**What you will do:**
Can the data below be echoed back word for word?

[Saved data entries]
__________
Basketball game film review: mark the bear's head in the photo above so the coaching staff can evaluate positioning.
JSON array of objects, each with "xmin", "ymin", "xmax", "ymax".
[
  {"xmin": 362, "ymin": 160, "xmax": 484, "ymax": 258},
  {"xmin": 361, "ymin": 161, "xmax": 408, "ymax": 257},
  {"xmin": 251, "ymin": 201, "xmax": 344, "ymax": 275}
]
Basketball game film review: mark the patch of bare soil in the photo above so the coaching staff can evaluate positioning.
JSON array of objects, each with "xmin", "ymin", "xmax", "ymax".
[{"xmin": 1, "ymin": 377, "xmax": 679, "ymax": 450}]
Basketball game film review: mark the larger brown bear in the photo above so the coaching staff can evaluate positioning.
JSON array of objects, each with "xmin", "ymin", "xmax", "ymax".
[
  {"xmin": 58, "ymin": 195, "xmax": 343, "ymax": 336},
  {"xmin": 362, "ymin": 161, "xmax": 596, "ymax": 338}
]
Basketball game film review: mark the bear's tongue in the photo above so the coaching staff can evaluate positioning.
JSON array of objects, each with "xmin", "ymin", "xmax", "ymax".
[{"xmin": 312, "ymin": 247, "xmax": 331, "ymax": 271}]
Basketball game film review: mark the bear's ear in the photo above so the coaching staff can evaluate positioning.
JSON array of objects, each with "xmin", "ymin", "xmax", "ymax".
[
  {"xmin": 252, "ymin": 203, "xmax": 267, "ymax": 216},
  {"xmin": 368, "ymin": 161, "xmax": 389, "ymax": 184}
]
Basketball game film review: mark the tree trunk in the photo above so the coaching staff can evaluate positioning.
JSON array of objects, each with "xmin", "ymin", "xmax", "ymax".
__________
**Result below:**
Basketball game film review: mark the bear's head in the photo above so the coaching staff can evaluate positioning.
JSON array of objects, each with "xmin", "ymin", "xmax", "ymax".
[
  {"xmin": 362, "ymin": 160, "xmax": 484, "ymax": 258},
  {"xmin": 361, "ymin": 161, "xmax": 408, "ymax": 257},
  {"xmin": 251, "ymin": 201, "xmax": 344, "ymax": 275}
]
Basketball game film review: mark the patch of bare soil in the photo above so the coaching staff can evaluate positioning.
JSON array of objects, each with "xmin", "ymin", "xmax", "ymax".
[{"xmin": 1, "ymin": 377, "xmax": 679, "ymax": 450}]
Basketball game film review: mark the larger brown bear in the photo above so the coaching staff can evaluate positioning.
JSON array of objects, each with "xmin", "ymin", "xmax", "ymax".
[
  {"xmin": 58, "ymin": 195, "xmax": 343, "ymax": 336},
  {"xmin": 362, "ymin": 161, "xmax": 596, "ymax": 338}
]
Basketball game film review: mark the bear's tongue in the photo above so the coaching staff can evaluate positioning.
JSON array of objects, each with "xmin", "ymin", "xmax", "ymax".
[{"xmin": 312, "ymin": 247, "xmax": 331, "ymax": 271}]
Basketball game film review: mark the bear's ear in the photo above so the coaching staff can evaluate positioning.
JSON array of objects, each with "xmin", "ymin", "xmax", "ymax".
[
  {"xmin": 252, "ymin": 203, "xmax": 267, "ymax": 216},
  {"xmin": 368, "ymin": 161, "xmax": 389, "ymax": 184}
]
Basketball game film review: mark the tree trunk in the photo above so the coaching staff can evaluate positioning.
JSON array of objects, each with "xmin", "ymin", "xmax", "ymax".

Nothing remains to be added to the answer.